Fast Bounded-Concurrency Hash Tables

This article introduces a general technique for achieving single-writer non-blocking hash tables at low to negligible cost. The resulting hash table requires no barriers (fences) or locked instructions on architectures such as x86/x86-64. Read operations are lock-free and write operations are fast and bounded. Insertion and deletion are wait-free. Probe sequence mutation is linearized for the common case, bounded and fast. Architectures with relaxed memory models still require barriers.

Non-blocking data structures and their benefits often come at the cost of increased latency because they require additional complexity in the common case. There are plenty of exceptions to this if the requirements of the data structure are relaxed, such as supporting only a bounded level of write or read concurrency.

For this reason, well-designed specialized non-blocking data structures guarantee improved resiliency, throughput and latency in all cases compared to alternatives relying on traditional blocking synchronization primitives such as read-write locks. Specialized concurrent structures are common place in the Linux kernel and other performance critical systems.

§ **Brief A**
For each statement, say whether it agrees with the hash table article, and quote the words of the article that decide it: (i) on x86-64 the hash table needs no fences; (ii) insertion and deletion are lock-free but not wait-free; (iii) architectures with relaxed memory models can do without barriers.
The listing has no connection to the hash table article.

§ **Records shown**
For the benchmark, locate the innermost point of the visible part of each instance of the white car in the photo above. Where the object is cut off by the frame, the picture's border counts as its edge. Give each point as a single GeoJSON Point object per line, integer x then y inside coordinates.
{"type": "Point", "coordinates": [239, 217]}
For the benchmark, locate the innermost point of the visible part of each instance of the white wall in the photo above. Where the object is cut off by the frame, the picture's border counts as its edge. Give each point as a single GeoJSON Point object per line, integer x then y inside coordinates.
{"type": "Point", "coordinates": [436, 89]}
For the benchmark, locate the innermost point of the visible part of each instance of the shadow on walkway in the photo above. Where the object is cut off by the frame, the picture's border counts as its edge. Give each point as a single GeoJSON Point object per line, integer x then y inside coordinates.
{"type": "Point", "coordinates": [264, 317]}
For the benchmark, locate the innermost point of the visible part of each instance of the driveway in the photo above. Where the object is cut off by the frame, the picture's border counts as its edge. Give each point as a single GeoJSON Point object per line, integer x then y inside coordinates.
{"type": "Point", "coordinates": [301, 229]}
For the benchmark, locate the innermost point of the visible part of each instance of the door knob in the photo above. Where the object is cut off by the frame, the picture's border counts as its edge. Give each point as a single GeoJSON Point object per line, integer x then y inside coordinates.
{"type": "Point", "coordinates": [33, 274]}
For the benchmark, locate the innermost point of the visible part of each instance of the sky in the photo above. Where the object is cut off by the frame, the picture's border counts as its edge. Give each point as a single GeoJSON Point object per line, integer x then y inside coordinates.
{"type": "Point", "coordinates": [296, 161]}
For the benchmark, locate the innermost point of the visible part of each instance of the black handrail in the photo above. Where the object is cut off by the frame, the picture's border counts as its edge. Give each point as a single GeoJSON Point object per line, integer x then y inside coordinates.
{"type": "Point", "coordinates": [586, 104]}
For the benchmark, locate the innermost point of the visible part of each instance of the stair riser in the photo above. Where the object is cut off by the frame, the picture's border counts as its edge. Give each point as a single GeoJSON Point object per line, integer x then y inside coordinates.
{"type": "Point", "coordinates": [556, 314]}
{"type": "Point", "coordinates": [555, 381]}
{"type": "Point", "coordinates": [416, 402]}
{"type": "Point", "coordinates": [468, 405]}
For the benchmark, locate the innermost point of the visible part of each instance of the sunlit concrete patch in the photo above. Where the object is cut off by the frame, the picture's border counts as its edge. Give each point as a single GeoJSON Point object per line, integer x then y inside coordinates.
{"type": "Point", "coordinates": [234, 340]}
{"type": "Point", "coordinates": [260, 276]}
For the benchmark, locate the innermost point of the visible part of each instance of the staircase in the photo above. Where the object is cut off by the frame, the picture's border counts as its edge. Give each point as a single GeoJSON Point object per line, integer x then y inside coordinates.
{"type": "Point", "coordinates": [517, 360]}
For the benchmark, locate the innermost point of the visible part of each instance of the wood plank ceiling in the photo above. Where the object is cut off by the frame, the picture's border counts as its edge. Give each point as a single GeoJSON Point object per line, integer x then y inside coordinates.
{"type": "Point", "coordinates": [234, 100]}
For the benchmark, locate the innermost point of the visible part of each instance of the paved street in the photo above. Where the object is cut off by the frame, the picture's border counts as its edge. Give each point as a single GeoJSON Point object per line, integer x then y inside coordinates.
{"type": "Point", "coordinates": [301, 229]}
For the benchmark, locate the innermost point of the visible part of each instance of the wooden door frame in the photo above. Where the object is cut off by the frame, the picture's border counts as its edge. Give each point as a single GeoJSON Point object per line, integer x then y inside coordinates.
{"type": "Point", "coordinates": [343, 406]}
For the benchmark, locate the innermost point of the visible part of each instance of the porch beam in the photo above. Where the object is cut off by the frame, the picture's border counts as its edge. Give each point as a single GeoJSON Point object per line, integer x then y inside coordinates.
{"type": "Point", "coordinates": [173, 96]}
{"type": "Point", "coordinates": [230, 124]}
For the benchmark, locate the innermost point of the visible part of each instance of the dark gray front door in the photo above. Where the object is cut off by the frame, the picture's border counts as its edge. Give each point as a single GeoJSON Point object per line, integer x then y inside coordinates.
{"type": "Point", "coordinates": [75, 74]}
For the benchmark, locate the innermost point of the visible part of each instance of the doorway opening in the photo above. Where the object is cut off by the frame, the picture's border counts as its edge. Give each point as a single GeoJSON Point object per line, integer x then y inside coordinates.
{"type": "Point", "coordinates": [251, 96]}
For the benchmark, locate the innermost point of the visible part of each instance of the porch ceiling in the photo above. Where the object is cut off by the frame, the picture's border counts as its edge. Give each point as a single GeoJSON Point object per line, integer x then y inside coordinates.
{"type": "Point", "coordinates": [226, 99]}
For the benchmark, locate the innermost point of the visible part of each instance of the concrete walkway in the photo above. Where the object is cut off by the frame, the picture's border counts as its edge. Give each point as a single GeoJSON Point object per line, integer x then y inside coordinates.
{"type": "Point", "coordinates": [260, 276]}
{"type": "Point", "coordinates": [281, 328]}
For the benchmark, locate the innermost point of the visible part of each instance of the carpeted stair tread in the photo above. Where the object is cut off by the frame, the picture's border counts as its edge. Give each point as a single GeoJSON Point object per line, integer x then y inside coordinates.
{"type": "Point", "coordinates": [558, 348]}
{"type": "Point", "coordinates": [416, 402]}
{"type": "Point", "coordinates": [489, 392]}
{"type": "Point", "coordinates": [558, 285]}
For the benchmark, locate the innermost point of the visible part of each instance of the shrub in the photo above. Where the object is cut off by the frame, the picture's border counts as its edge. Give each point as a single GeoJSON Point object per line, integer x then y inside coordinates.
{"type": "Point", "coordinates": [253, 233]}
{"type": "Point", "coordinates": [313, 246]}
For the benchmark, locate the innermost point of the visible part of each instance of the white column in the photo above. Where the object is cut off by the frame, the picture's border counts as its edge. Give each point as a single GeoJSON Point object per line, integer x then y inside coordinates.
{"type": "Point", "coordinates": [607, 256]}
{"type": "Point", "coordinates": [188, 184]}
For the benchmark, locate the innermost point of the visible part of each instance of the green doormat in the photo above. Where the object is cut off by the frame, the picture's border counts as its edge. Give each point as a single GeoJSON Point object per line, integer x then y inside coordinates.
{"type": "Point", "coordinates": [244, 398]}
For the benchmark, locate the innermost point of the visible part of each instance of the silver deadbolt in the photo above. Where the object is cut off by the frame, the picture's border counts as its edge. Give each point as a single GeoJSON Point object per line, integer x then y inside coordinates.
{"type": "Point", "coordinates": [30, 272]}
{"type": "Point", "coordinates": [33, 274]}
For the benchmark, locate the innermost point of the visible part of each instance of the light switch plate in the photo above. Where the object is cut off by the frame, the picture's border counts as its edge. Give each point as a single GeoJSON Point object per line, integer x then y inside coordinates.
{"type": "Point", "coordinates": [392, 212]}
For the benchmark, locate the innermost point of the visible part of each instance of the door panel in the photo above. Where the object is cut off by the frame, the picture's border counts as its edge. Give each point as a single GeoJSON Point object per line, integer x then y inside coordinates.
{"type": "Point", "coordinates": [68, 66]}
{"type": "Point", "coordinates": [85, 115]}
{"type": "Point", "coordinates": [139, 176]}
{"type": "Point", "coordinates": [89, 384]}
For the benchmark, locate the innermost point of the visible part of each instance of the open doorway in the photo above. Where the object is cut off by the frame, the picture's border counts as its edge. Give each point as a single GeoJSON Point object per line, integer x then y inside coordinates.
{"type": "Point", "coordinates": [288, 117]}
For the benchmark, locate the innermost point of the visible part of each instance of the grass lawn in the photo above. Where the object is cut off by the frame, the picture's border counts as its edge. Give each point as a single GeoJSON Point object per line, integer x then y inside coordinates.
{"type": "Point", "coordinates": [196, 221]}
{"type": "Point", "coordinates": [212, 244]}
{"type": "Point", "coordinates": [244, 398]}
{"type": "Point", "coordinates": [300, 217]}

§ **Brief B**
Find every line of the listing that contains the word "white".

§ **Task solution A**
(i) Yes: "The resulting hash table requires no barriers (fences) or locked instructions on architectures such as x86/x86-64."
(ii) No: "Insertion and deletion are wait-free."
(iii) No: "Architectures with relaxed memory models still require barriers."

§ **Task solution B**
For the benchmark, locate the innermost point of the visible part of each instance of the white car in the photo above. Where the object is cut off by the frame, the picture's border counts as its edge. Give each point as a single GeoJSON Point object per line, integer x then y inside coordinates.
For the benchmark, locate the innermost point of the visible part of each instance of the white wall in the photo above. Where the object is cut off by the frame, the picture's border counts as its edge. Give each point as a single GeoJSON Point object per line, integer x then y inside coordinates.
For the benchmark, locate the innermost point of the visible part of each instance of the white column in the photo above. Where the object is cut off by the frame, the picture's border counts as its edge. Give each point as a single GeoJSON Point object per line, integer x then y inside coordinates.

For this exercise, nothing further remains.